## Excerpted text
Those who argue that HIV doesn't cause AIDS, or that AZT makes you more sick, often use the example of long-term survivors. But studies show that less than 5% of those who test positive do not show evidence of declining immune function for about eight years and may survive 20 years without treatment.

All the medical experts interviewed by the FM say there is no credible scientific evidence to disprove the theory that HIV is the cause of the AIDS pandemic sweeping the world.

It is an exceptional case, they say, for someone to have a rare, AIDS-defining illness but not the HIV virus. Before the appearance of HIV, AIDS-like syndromes were rare; today they are common and epidemiological evidence shows a staggering rise in immunosuppression among individuals who share one characteristic - HIV infection.

Some dissidents argue that AIDS is a behavioural disease, hence its explosion in Africa. They like to quote Dr Gordon Stewart, professor of epidemiology at Glasgow University, as saying: "AIDS is a behavioural disease. It is multifactoral, brought on by several simultaneous strains on the immune system - drugs (including recreational), sexually transmitted diseases, multiple viral infections."

But Stewart was merely a professor of public health at the university between 1972 and 1984 and has no published work on AIDS in any reputable medical journal. His theory fails to explain why babies infected with the HIV virus develop AIDS and uninfected babies do not, or why these age-old patterns of behaviour have caused the emergence of AIDS only in the past 20 years. Another fallacy is the contention that the HIV virus has never been properly isolated. The entire genome of the virus has been isolated and analysed for many different HIV types. This has enabled scientists to begin to create AIDS vaccines using pieces of the virus' genetic material.

Some also question the accuracy of the HIV test, claiming it cross-reacts with pregnancy, thus explaining the high HIV rates in SA antenatal clinics. Others say the test is flawed because a co-founder of HIV, Dr Robert Gallo, wrongly identified HIV's markers (proteins) in 1984. The truth, says Clark, is that the initial tests were not based on the wrong markers, but were too narrow to detect the broad range of HIV types known to exist. "The current HIV Elisa tests are among the most reliable in modern diagnostic medicine."

The internationally standardised Elisa test used in SA has a sensitivity of 100%. This means it will not fail to detect a single HIV-positive result. It is followed by a second, confirmatory test to weed out any false positives that is 99,9% accurate.

The dissident faction's allegations go on. Refuting them is like convincing remaining members of the Flat Earth Society that the earth is round.

"SA's history of addressing AIDS is the most appalling debacle," says Grimwood. "We have shot our allies, knifed our neighbours and instead of attacking the enemy, attacked each other."

Maartens agrees: "In Uganda, they're winning the war against the epidemic because they had the political will to do so, not by believing in conspiracy theories."

What Mbeki has done is to politicise a stale scientific debate. The medicines regulatory authority in any country should be fiercely independent. Mbeki has crossed that line, again. He did it by supporting Virodene and accusing former MCC chairman Prof Peter Folb, who refused to bow to political pressure to license the industrial solvent, of professional dishonesty. Former Health Minister Nkosazana Zuma forever blurred the line when she pioneered legislation restructuring the MCC and replacing certain members with her own officials. Now Mbeki is casting aspersions on AZT.

It's like Virodene and Sarafina 2 again. This time fewer people will confuse political manoeuvring with hard facts.

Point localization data
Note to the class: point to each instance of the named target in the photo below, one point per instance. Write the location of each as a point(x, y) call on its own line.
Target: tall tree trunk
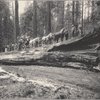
point(82, 17)
point(34, 18)
point(73, 12)
point(48, 17)
point(17, 29)
point(62, 15)
point(77, 14)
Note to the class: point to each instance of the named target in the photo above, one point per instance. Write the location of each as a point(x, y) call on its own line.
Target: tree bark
point(73, 11)
point(17, 29)
point(48, 17)
point(34, 18)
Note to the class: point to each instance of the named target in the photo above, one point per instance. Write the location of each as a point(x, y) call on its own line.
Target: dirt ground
point(50, 82)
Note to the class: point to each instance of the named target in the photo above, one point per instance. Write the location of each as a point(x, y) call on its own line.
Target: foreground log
point(57, 59)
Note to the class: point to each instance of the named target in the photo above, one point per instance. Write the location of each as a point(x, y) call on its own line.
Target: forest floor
point(39, 74)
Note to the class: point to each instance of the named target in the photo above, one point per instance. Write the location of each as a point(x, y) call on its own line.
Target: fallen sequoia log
point(79, 43)
point(58, 59)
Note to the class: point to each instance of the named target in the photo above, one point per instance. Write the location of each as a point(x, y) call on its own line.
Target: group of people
point(56, 37)
point(21, 44)
point(24, 41)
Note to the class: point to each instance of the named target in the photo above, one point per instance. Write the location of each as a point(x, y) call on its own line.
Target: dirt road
point(65, 82)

## Exercise directions
Please transcribe the passage of the HIV and AIDS text from "But Stewart was" up to and including "virus' genetic material.". These entries have no connection to the text about HIV and AIDS.

## Exercise response
But Stewart was merely a professor of public health at the university between 1972 and 1984 and has no published work on AIDS in any reputable medical journal. His theory fails to explain why babies infected with the HIV virus develop AIDS and uninfected babies do not, or why these age-old patterns of behaviour have caused the emergence of AIDS only in the past 20 years. Another fallacy is the contention that the HIV virus has never been properly isolated. The entire genome of the virus has been isolated and analysed for many different HIV types. This has enabled scientists to begin to create AIDS vaccines using pieces of the virus' genetic material.